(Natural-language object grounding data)

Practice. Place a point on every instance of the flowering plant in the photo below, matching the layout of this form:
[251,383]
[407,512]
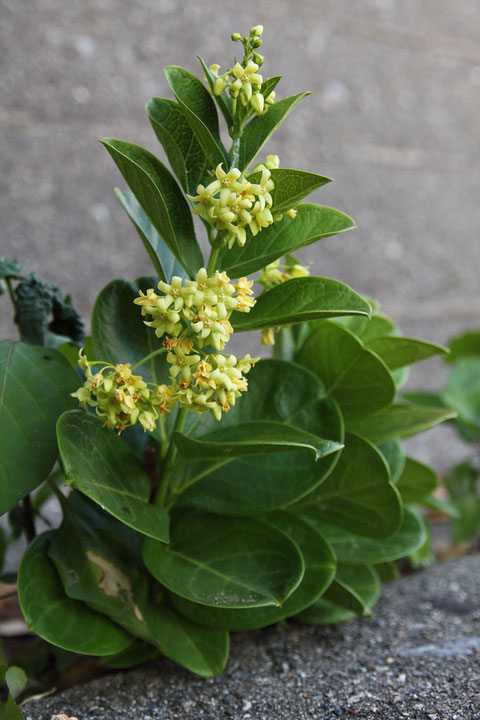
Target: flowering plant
[210,492]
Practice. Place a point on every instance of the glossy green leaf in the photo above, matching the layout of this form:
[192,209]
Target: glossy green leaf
[260,129]
[163,260]
[299,300]
[397,352]
[279,392]
[358,550]
[199,110]
[223,100]
[180,144]
[464,345]
[376,326]
[312,223]
[326,612]
[214,561]
[35,387]
[53,616]
[9,267]
[119,334]
[252,438]
[291,187]
[400,421]
[161,199]
[319,571]
[100,465]
[357,379]
[462,390]
[355,587]
[416,482]
[394,455]
[200,650]
[358,495]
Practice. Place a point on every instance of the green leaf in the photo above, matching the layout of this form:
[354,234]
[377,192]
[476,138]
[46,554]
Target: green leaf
[298,300]
[35,387]
[200,650]
[119,334]
[397,352]
[161,199]
[358,550]
[319,571]
[416,482]
[325,612]
[214,561]
[53,616]
[260,129]
[464,345]
[162,258]
[279,392]
[100,465]
[400,421]
[291,186]
[462,390]
[199,110]
[252,438]
[394,455]
[43,316]
[223,100]
[355,587]
[183,150]
[354,376]
[9,268]
[357,495]
[312,223]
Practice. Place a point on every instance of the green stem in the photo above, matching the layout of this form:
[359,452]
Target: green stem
[148,357]
[170,458]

Directions for this task: Read the lines above. Gather those in which the string "photo" is found.

Task output:
Practice. Place a point on every instance of the flowering plant in the photo below, matching the layout of this form:
Practice. Place a point on every instance of the glossy green leaf in the photo above, matching the layout of this form:
Practice. Place a point on every instance of the green leaf in the photo above, matching the layout of this form:
Practice. Place a point on every instance of the green stem in the photo above, matching the layout of this form:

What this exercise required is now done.